= TEXT BLOCK =

****************************************

Its so early in the morning , and it’s so late at night. I’m losing sleep over this, and that’s only the beginning. I’m struggling to stay strong, because I need to for him. I’m more then determined to prove myself to be goo enough, I cant let it end this way, for my pitiful display of fear I exposed, which ended up like this. Words cannot express how terrible I feel, how ashamed of myself I am. It is a lot easier to hate myself, but that will not prove a thing, I need to love myself in order to love him the way he should be loved. So I can only use this lonesome time to do what I know I can, I can make a change, to better myself , to be better for him. So Here I AM I’M TRYING, First off i Cant stray myself away from the lord, I prayed harder then ever for Angel and for myself. I turned to the bible for some encouraging wors.
Isaiah 41:10 Fear not, for I am with you; be not dismayed, for I am your God; I will strengthen you, I will help you, I will uphold you with my righteous right hand
Proverbs 28:13 Whoever conceals his transgressions will not prosper, but he who confesses and forsakes them will obtain mercy. “Well i confess of my wrongfulness, and I definitely forsake my wrong doings, because I will that depart from that type of behavior , no longer will I allow it to interfere my true self. ”

****************************************

= DATA EXCERPTS =
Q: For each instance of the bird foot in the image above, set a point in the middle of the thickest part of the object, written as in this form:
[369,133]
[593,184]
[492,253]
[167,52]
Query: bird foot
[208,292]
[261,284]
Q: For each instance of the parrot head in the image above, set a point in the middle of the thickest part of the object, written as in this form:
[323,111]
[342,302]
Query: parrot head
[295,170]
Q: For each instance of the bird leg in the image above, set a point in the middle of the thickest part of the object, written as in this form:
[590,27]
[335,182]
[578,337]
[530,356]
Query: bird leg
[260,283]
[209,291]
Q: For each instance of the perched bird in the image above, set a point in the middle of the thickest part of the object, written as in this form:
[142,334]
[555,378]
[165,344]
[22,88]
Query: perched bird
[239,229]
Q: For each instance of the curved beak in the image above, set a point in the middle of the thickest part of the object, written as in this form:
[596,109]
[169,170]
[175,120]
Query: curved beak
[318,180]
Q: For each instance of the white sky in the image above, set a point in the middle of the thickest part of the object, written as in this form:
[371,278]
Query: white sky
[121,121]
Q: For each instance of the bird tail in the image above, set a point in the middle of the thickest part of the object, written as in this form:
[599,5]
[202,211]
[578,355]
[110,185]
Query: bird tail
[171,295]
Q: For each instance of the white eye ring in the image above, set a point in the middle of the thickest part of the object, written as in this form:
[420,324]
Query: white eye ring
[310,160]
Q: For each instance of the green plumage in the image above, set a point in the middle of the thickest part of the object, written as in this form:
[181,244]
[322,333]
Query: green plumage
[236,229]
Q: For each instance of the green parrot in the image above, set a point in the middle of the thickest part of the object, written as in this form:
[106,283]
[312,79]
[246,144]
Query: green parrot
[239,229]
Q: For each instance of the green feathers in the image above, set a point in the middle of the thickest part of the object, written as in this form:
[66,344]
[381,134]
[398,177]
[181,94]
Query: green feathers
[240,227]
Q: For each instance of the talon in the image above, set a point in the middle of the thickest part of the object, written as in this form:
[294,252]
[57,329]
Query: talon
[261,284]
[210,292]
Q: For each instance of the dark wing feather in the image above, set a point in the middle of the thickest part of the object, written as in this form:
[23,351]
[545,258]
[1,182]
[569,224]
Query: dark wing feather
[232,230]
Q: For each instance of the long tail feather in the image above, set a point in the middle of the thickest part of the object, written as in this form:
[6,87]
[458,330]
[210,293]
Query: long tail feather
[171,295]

****************************************

= WORK INSTRUCTIONS =
a) Please quote the journal entry between "Its so early" and "some encouraging wors.", inclusive.
b) Which Bible verse does the journal entry cite first?

= SOLUTIONS TO THE EXERCISE =
a)
Its so early in the morning , and it’s so late at night. I’m losing sleep over this, and that’s only the beginning. I’m struggling to stay strong, because I need to for him. I’m more then determined to prove myself to be goo enough, I cant let it end this way, for my pitiful display of fear I exposed, which ended up like this. Words cannot express how terrible I feel, how ashamed of myself I am. It is a lot easier to hate myself, but that will not prove a thing, I need to love myself in order to love him the way he should be loved. So I can only use this lonesome time to do what I know I can, I can make a change, to better myself , to be better for him. So Here I AM I’M TRYING, First off i Cant stray myself away from the lord, I prayed harder then ever for Angel and for myself. I turned to the bible for some encouraging wors.

b) Isaiah 41:10